> [Enunciado A]:
Apresenta como lista JSON de strings, uma por linha e sem as linhas em branco, o troço da listagem que vai do início até à linha que contém "[[[341,274],[682,261],[682,2],[0,0],[0,199]]]", com as duas pontas incluídas.

> [Excerto escolhido]:

Já vivi o suficiente para perceber que o poder, em geral, aceita com dificuldade a crítica, a denúncia e a irreverência

A passagem do 20.º aniversário do PÚBLICO está longe de ser, para mim, um facto corrente e banal.

Há 20 anos, encontrava-me desiludido com o meu jornal de sempre, O Primeiro de Janeiro, que acabou por ser destruído pelas ligações partidárias, por maus jornalistas e pela perda de rentabilidade. Parecia-me, então, que seria possível fazer um jornal diário com qualidade superior à média, e que os leitores portugueses se tornariam progressivamente mais exigentes.

Ao contrário do que é costume, na minha vida, não fui eu, contudo, a dar o primeiro passo. Acácio Gomes, jornalista que então se dedicava aos temas económicos, pediu-me para receber um grupo mais alargado - composto por Vicente Jorge Silva, Jorge Wemans, Henrique Cayatte, José Manuel Fernandes, Nuno Pacheco, José Vítor Malheiros, Augusto M. Seabra, José Queirós e Joaquim Fidalgo -, que acalentava o projecto de fundar um novo diário, tomando como padrão as boas qualidades do Expresso. Ouvi os promotores com todo o interesse e entusiasmei-me facilmente com os planos de rigor, de independência, de irreverência, de modernidade editorial e gráfica. Fiquei convencido de que percebiam as condições do sucesso: os melhores jornalistas, um Livro de Estilo respeitado como uma "bíblia" e resultados económicos entendidos como garantia de sustentabilidade.

As primeiras reacções dos leitores foram animadoras, e isso afigurava-se como natural e justo: o jornal era muito marcado pela inovação, criatividade e inspiração de Vicente Jorge Silva, pela solidez nas áreas económicas de Jorge Wemans, pela contemporaneidade do design de Cayatte e pela robustez intelectual e profissional de José Manuel Fernandes.

Nem tudo foi fácil, contudo, e eu reconheço que a combinação equilibrada entre jornalistas de grande valor, independência editorial, tecnologia avançada e gestão empresarial apurada constitui uma espécie de "quadratura do círculo", aqui ou em qualquer parte do mundo.

No início, os accionistas (Sonae, BPI, Prisa e La Republica) até nem eram particularmente exigentes do ponto de vista do retorno do capital investido, e admitiam - como eu sempre admiti - que o dividendo preferencial se encontraria no plano da cidadania ou do contributo cívico. Mas foram-se cansando dessa espécie de mecenato prolongado, e a Sonae acabou por ficar sozinha.

Estou hoje convencido de que, se tivéssemos ainda parceiros - aqueles ou outros, com idênticos princípios -, conseguiríamos mais eficazmente esconjurar alguns mitos que o poder político foi criando, qualquer que fosse a sua cor ou o tamanho da sua circunscrição. Na verdade, por má-fé, ignorância ou por vontade deliberada de conspirar, muitos políticos já chegaram a sugerir que a Sonae utiliza o PÚBLICO como um instrumento ao serviço dos seus interesses políticos ou empresariais.

> [Enunciado B]:
Repete tal e qual o trecho do excerto que vai de "Já vivi o suficiente" até "corrente e banal.", inclusive.

> [Listagem]:

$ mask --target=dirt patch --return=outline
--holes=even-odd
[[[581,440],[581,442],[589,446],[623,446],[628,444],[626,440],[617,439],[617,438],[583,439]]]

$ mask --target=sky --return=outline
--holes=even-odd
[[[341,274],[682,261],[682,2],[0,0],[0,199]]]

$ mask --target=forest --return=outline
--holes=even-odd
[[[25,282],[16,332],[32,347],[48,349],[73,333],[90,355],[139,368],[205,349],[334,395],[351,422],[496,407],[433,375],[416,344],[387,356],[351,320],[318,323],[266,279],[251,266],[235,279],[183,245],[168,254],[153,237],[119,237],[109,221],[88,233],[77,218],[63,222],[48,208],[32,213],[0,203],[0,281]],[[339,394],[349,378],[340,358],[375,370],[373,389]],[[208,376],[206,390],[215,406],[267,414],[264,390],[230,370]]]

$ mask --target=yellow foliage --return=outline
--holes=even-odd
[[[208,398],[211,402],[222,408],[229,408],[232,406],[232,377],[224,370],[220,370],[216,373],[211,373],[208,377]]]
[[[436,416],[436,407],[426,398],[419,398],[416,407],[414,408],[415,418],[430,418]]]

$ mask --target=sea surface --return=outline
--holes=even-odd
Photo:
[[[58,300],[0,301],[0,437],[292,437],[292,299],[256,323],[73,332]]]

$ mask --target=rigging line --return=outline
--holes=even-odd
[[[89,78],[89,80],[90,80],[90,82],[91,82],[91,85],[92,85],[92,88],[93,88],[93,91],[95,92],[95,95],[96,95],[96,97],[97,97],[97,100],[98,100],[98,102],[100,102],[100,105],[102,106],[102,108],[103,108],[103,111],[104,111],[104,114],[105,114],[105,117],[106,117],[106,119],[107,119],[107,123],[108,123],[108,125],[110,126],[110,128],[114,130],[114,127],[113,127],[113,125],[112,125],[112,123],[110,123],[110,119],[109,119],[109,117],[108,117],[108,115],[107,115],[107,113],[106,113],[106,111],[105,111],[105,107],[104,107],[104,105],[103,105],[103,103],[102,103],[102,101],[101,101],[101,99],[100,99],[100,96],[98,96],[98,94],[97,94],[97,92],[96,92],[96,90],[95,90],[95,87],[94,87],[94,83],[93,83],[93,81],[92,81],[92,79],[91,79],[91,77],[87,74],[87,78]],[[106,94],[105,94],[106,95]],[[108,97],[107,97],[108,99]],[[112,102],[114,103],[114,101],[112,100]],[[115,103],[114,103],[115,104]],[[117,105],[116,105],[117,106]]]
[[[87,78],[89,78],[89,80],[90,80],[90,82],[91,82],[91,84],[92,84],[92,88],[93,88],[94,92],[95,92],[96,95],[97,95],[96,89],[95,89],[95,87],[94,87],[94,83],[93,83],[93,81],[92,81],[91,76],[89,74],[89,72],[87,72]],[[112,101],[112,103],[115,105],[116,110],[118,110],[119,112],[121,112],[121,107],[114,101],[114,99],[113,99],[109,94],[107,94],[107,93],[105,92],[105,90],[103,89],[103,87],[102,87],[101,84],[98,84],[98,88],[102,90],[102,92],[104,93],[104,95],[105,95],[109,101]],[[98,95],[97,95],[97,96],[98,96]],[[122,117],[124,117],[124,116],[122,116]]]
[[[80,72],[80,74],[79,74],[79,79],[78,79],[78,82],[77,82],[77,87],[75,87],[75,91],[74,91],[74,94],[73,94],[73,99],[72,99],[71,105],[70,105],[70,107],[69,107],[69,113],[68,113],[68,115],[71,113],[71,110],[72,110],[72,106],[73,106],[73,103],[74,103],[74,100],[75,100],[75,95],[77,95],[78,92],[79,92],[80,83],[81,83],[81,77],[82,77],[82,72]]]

> [Resolução completa A]:
[
  "$ mask --target=dirt patch --return=outline",
  "--holes=even-odd",
  "[[[581,440],[581,442],[589,446],[623,446],[628,444],[626,440],[617,439],[617,438],[583,439]]]",
  "$ mask --target=sky --return=outline",
  "--holes=even-odd",
  "[[[341,274],[682,261],[682,2],[0,0],[0,199]]]"
]

> [Resolução completa B]:
Já vivi o suficiente para perceber que o poder, em geral, aceita com dificuldade a crítica, a denúncia e a irreverência

A passagem do 20.º aniversário do PÚBLICO está longe de ser, para mim, um facto corrente e banal.